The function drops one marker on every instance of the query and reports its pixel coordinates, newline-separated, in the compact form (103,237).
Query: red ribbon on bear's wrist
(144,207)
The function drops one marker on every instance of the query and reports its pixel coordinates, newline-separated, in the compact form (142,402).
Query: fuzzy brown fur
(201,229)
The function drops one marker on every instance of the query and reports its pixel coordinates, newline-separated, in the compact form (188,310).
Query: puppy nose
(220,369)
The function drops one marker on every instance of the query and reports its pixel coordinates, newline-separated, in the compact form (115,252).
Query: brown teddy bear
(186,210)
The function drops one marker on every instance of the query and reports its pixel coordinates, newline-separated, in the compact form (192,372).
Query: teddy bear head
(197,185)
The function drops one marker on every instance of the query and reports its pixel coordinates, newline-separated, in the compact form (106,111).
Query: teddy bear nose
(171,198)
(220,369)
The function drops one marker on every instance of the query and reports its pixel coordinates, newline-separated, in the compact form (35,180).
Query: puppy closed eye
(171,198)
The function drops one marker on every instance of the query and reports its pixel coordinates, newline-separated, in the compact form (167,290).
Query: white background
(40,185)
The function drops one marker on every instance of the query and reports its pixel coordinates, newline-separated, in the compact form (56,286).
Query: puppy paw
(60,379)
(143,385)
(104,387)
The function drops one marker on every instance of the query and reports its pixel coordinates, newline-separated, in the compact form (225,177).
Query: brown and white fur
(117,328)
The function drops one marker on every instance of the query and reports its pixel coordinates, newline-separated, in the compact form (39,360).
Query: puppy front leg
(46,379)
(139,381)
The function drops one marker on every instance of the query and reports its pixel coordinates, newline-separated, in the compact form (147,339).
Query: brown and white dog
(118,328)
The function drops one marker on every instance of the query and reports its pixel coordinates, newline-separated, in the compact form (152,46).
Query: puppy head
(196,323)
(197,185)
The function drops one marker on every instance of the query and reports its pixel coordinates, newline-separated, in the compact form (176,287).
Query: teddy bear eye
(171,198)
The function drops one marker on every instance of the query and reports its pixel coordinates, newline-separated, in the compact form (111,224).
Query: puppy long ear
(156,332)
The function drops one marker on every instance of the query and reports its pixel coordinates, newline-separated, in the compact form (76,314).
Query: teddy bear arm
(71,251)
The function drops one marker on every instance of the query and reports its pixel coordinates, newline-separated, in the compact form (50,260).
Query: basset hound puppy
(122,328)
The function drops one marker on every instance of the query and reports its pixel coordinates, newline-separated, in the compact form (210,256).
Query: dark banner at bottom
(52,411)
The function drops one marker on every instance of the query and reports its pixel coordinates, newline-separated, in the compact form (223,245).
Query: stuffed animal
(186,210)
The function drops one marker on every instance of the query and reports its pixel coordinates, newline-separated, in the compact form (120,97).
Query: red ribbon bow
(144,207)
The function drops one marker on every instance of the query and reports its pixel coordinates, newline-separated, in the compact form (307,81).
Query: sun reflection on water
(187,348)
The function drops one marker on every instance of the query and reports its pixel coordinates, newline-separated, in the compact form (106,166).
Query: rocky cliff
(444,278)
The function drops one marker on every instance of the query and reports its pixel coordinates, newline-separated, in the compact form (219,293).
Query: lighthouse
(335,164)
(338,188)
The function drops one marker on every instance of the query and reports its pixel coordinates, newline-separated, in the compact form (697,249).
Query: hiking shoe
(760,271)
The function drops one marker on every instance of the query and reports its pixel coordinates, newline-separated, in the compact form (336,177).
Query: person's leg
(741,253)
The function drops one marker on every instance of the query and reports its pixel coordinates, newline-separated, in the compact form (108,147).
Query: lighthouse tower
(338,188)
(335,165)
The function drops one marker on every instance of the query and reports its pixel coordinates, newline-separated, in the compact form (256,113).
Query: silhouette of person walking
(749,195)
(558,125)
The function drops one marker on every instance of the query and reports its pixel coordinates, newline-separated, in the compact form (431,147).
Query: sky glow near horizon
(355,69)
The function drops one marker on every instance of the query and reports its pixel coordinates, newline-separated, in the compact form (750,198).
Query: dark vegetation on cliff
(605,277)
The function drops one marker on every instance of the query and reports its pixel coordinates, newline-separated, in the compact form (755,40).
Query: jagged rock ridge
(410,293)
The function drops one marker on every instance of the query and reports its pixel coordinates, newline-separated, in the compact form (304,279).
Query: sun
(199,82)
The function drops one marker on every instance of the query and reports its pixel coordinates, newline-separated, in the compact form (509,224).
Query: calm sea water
◇ ◇ ◇ ◇ ◇
Your task is to repeat each line of the material exactly.

*ANSWER TO THE EXERCISE:*
The function drops one marker on every instance of the query and reports its pixel coordinates, newline-separated, in the compact form (103,237).
Query: red ribbon on bear's wrist
(144,207)
The function drops one marker on every instance of the query and reports its pixel coordinates, newline-separated, in the compact form (142,402).
Query: fuzzy brown fur
(201,229)
The function drops one marker on every instance of the query and reports its pixel coordinates, newline-separated, in the compact form (188,310).
Query: puppy nose
(220,369)
The function drops one marker on every instance of the query and reports its pixel coordinates, newline-separated, in the compact form (115,252).
Query: brown teddy bear
(186,210)
The function drops one marker on every instance of the query and reports its pixel coordinates, newline-separated, in the compact form (192,372).
Query: teddy bear head
(197,185)
The function drops one marker on every instance of the query and reports its pixel coordinates, newline-separated, in the compact form (106,111).
Query: teddy bear nose
(171,198)
(220,369)
The function drops one marker on every instance of the query and reports its pixel coordinates, newline-separated, in the compact form (35,180).
Query: puppy closed eye
(171,198)
The function drops one marker on every instance of the query and reports its pixel coordinates, newline-separated, in the compact form (167,290).
Query: white background
(40,185)
The function drops one marker on every instance of the query and reports its pixel coordinates, newline-separated, in the compact form (56,286).
Query: puppy paw
(60,379)
(143,385)
(104,387)
The function drops one marker on every instance of the query and reports its pixel coordinates, newline-separated, in the compact form (225,177).
Query: brown and white fur
(117,328)
The function drops one marker on every instance of the query and reports its pixel coordinates, newline-separated, in the compact form (39,360).
Query: puppy front leg
(46,379)
(139,381)
The function drops one marker on every instance of the query and reports its pixel coordinates, newline-separated, in the compact form (147,339).
Query: brown and white dog
(118,328)
The function drops one marker on every instance of the query and reports its pixel coordinates, newline-separated, in the compact form (152,46).
Query: puppy head
(196,323)
(197,185)
The function drops one marker on every instance of the query and reports its pixel coordinates, newline-separated, in the compact form (176,287).
Query: teddy bear eye
(171,198)
The function drops one marker on every instance of the query and reports its pixel coordinates, newline-separated, in the compact form (111,224).
Query: puppy long ear
(156,332)
The function drops one marker on every instance of the query and reports its pixel coordinates, newline-separated, in the compact form (76,314).
Query: teddy bear arm
(71,251)
The function drops one marker on every instance of the query and reports its pixel coordinates, newline-separated, in the compact form (50,260).
Query: basset hound puppy
(122,328)
The function drops one marker on every instance of the query and reports its pixel coordinates, newline-separated, in the compact form (210,256).
Query: dark banner at bottom
(52,411)
The function drops one marker on every instance of the query and reports its pixel coordinates, newline-separated, in the compact form (223,245).
Query: stuffed animal
(186,210)
The function drops one marker on every instance of the query and reports its pixel coordinates, newline-separated, in the compact form (120,97).
Query: red ribbon bow
(144,207)
The function drops one marker on every instance of the query and reports its pixel coordinates, newline-separated, in the compact form (307,81).
Query: sun reflection on water
(187,348)
The function drops one marker on every instance of the query and reports its pixel coordinates, newline-separated, in the compact form (106,166).
Query: rocky cliff
(444,278)
The function drops one marker on every instance of the query and reports its pixel coordinates, newline-separated, in the compact form (219,293).
Query: lighthouse
(335,164)
(338,188)
The function drops one marker on every instance of the query and reports its pixel coordinates, newline-separated, in the compact form (697,249).
Query: hiking shoe
(760,271)
The function drops one marker on every instance of the query and reports its pixel coordinates, newline-separated, in the compact form (336,177).
Query: person's leg
(741,253)
The function drops one marker on every instance of the query and reports its pixel coordinates, newline-separated, in the compact form (108,147).
Query: lighthouse tower
(338,188)
(335,165)
The function drops one marker on every instance of the query and reports its pixel coordinates, newline-separated, in the compact form (256,113).
Query: silhouette of person walking
(749,195)
(558,125)
The function drops one marker on every instance of the query and reports its pixel coordinates, newline-separated, in the compact form (431,147).
Query: sky glow near horizon
(355,69)
The function drops one marker on every instance of the query and reports its pixel coordinates, newline-separated, in the compact form (750,198).
Query: dark vegetation on cliff
(605,277)
The function drops one marker on every instance of the query and reports its pixel coordinates, newline-separated, in the compact form (755,40).
Query: jagged rock ridge
(410,293)
The function drops one marker on every instance of the query and reports its pixel coordinates, newline-separated, in the compact form (304,279).
Query: sun
(199,82)
The function drops one marker on every instance of the query and reports its pixel coordinates, newline-separated, in the compact form (509,224).
Query: calm sea water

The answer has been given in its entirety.